» Exercise prompt: Render every one of the rows that follow as a Markdown table with two columns, Number and Text. Put each line's sequence number under Number and the line itself under Text, and omit blank lines.

» Records for this task:
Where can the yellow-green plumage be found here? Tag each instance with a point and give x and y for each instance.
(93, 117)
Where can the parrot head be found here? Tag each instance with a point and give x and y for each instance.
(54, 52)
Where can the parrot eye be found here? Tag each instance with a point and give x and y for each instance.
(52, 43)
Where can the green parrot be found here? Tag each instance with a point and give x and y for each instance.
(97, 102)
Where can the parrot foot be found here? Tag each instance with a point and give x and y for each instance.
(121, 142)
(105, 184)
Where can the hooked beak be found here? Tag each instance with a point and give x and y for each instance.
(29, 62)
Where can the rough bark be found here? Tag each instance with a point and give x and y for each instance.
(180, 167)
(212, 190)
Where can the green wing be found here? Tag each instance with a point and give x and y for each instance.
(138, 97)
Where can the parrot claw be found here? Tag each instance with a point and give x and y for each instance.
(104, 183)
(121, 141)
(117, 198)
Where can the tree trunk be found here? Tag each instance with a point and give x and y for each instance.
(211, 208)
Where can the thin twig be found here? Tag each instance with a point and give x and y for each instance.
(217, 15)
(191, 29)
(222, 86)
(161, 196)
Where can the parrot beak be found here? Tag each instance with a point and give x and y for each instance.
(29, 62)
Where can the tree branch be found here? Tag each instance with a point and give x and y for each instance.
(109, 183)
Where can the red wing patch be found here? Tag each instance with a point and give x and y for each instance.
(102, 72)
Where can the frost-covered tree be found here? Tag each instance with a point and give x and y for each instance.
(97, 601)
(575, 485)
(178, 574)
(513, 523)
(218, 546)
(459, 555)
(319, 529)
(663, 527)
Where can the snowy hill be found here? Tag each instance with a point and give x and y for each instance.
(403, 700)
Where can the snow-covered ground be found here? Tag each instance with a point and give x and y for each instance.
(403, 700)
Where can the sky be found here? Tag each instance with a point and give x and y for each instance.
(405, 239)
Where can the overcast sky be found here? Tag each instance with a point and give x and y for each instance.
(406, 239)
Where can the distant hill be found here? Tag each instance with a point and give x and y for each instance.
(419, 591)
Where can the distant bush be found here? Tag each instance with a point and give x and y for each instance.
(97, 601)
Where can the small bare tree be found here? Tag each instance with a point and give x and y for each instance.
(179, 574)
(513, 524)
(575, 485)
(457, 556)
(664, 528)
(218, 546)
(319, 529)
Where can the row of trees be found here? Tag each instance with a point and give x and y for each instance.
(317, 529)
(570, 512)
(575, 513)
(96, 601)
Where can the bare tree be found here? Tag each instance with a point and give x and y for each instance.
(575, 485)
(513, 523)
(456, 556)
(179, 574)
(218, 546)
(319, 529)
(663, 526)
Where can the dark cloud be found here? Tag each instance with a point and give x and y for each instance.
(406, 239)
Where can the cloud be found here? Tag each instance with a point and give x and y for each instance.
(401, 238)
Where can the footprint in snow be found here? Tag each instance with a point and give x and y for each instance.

» Result for this task:
| Number | Text |
|---|---|
| 1 | Where can the yellow-green plumage be found here? Tag each instance with a point and give x and y for each instance. |
| 2 | (93, 117) |
| 3 | Where can the parrot head be found here? Tag each instance with a point and give x and y for each instance. |
| 4 | (54, 52) |
| 5 | Where can the parrot eye be found here? Tag each instance with a point and give x and y for each instance. |
| 6 | (52, 43) |
| 7 | Where can the green parrot be found here? Tag each instance with a point and give x and y for each instance. |
| 8 | (97, 102) |
| 9 | Where can the parrot foot be found here? Tag each instance with a point and give x and y for each instance. |
| 10 | (121, 142) |
| 11 | (105, 184) |
| 12 | Where can the hooked beak be found here? Tag each instance with a point and give x and y for each instance. |
| 13 | (29, 62) |
| 14 | Where can the rough bark be found here? Tag each instance with a point and give x and y for each instance. |
| 15 | (180, 167) |
| 16 | (212, 190) |
| 17 | Where can the green wing be found here? Tag each instance with a point and give x and y for each instance. |
| 18 | (138, 97) |
| 19 | Where can the parrot claw be found here? Tag each instance with a point and give x and y for each instance. |
| 20 | (104, 183) |
| 21 | (121, 141) |
| 22 | (117, 198) |
| 23 | Where can the tree trunk be found here? Tag each instance with a point and give x and y for each instance. |
| 24 | (211, 208) |
| 25 | Where can the thin twig be found here? Tag each instance with a point and give x and y for each instance. |
| 26 | (217, 15) |
| 27 | (191, 29) |
| 28 | (222, 86) |
| 29 | (161, 196) |
| 30 | Where can the parrot beak be found here? Tag each instance with a point and give x and y for each instance. |
| 31 | (29, 62) |
| 32 | Where can the tree branch be found here? Tag each instance with a point and give x and y for each instance. |
| 33 | (109, 183) |
| 34 | Where can the red wing patch be found here? Tag each instance with a point and give x and y for each instance. |
| 35 | (102, 72) |
| 36 | Where can the frost-covered tree be found here? Tag each instance with a point and give x and y for each instance. |
| 37 | (97, 601) |
| 38 | (575, 485) |
| 39 | (178, 574) |
| 40 | (513, 523) |
| 41 | (218, 546) |
| 42 | (459, 555) |
| 43 | (319, 529) |
| 44 | (663, 527) |
| 45 | Where can the snowy hill be found here? Tag each instance with a point and give x and y for each instance. |
| 46 | (403, 700) |
| 47 | Where can the snow-covered ground be found here? Tag each instance with a point and give x and y for each instance. |
| 48 | (403, 700) |
| 49 | Where can the sky be found here? Tag each instance with a point and give x and y for each instance. |
| 50 | (405, 239) |
| 51 | Where can the overcast sky be found here? Tag each instance with a point and give x and y for each instance. |
| 52 | (406, 239) |
| 53 | Where can the distant hill be found here? Tag each instance with a point and give x and y for each instance. |
| 54 | (419, 591) |
| 55 | Where can the distant bush be found here? Tag each instance with a point and give x and y for each instance. |
| 56 | (97, 601) |
| 57 | Where can the small bare tree be found here? Tag each instance with a point and give x and y for each instance. |
| 58 | (179, 574) |
| 59 | (513, 524) |
| 60 | (575, 485) |
| 61 | (457, 556) |
| 62 | (664, 528) |
| 63 | (218, 546) |
| 64 | (319, 529) |
| 65 | Where can the row of trees be found here? Tag each instance with a point and give x and y for each instance. |
| 66 | (317, 529) |
| 67 | (570, 512) |
| 68 | (575, 513) |
| 69 | (96, 601) |
| 70 | Where can the bare tree be found here? Tag each instance with a point and give x and y for each instance. |
| 71 | (575, 485) |
| 72 | (513, 523) |
| 73 | (456, 556) |
| 74 | (179, 574) |
| 75 | (218, 546) |
| 76 | (319, 529) |
| 77 | (663, 526) |
| 78 | Where can the dark cloud be found here? Tag each instance with a point and give x and y for each instance. |
| 79 | (406, 239) |
| 80 | Where can the cloud be found here? Tag each instance with a point and give x and y for each instance. |
| 81 | (401, 238) |
| 82 | Where can the footprint in snow be found here? Tag each instance with a point and give x and y for each instance. |